TASK INPUT:
-.-.-

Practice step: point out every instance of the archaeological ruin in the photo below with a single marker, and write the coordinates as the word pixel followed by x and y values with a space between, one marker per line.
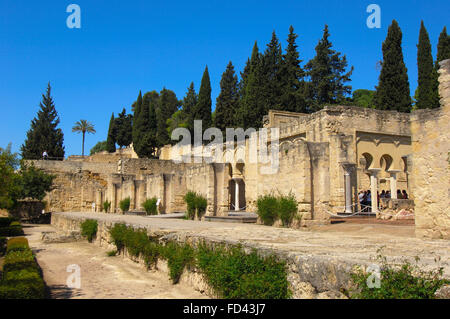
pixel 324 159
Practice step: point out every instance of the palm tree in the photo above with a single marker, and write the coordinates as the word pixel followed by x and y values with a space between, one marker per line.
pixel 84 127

-.-.-

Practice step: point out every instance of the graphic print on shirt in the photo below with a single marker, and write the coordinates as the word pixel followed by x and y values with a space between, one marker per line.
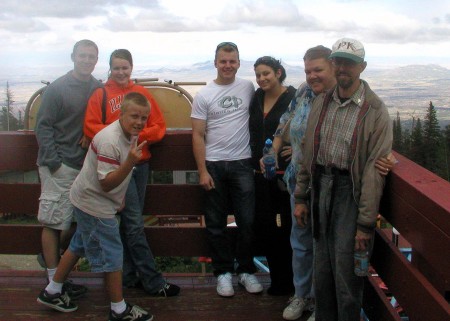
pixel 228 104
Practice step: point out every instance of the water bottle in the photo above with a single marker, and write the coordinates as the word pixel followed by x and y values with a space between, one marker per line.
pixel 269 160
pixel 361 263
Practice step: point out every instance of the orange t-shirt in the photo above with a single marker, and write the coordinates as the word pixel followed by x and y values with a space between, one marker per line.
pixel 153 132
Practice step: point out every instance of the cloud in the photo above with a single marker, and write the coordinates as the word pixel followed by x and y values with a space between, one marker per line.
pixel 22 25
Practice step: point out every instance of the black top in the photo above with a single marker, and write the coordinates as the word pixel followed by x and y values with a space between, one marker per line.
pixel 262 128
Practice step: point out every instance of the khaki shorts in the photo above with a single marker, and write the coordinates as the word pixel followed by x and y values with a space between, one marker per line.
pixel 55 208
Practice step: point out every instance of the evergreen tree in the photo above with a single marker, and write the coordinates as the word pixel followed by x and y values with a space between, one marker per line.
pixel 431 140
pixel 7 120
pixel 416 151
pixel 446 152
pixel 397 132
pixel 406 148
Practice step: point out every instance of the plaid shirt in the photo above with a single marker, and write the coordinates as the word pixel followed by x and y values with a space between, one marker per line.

-.-.-

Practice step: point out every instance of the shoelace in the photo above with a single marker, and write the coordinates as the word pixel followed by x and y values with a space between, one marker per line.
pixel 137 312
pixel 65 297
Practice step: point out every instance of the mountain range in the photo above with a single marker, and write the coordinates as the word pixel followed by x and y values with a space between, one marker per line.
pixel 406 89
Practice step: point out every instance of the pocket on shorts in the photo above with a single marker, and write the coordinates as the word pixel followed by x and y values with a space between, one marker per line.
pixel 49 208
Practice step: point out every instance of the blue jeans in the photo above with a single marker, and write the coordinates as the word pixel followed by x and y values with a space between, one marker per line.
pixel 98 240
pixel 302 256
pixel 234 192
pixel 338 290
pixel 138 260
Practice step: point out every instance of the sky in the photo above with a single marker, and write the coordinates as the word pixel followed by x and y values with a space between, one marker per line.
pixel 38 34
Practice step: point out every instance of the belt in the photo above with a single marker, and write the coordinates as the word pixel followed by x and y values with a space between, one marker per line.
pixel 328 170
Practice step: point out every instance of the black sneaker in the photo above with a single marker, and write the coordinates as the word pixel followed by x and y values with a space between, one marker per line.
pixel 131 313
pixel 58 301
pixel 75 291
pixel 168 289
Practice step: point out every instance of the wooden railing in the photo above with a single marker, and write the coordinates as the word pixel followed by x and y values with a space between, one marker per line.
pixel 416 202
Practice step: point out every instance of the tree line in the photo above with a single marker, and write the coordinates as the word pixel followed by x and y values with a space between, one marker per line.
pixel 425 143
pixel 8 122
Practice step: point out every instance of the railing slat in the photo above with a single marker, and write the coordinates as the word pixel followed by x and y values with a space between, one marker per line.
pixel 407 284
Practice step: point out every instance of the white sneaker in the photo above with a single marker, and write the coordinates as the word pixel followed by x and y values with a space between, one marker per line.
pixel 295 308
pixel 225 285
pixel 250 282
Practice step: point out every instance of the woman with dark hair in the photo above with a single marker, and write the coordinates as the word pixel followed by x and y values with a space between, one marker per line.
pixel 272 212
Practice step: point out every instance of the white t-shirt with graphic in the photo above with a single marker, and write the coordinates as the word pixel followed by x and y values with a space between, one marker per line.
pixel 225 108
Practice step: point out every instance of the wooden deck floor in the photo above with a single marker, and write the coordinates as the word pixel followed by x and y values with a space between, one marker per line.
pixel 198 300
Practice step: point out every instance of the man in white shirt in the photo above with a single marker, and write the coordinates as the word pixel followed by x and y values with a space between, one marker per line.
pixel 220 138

-.-.-

AIM OF THE EXERCISE:
Please return the lines above that run from the line containing "Practice step: point out every instance of the evergreen" to the line containing "Practice step: point out every instance of the plaid", inclusive, exactly and with no other lines.

REPLY TO THE TASK:
Practice step: point out every instance of the evergreen tree in the photo above with a single marker, and write the coordinates as the word pixel followed by x and y values with a space between, one marker per line.
pixel 431 140
pixel 7 120
pixel 416 151
pixel 446 152
pixel 397 132
pixel 406 148
Practice step: point out every instance of the plaid shirt in the photo above with a single marker, and write the coordinates as the word pixel followed by x and y values with a space between, one marker per line.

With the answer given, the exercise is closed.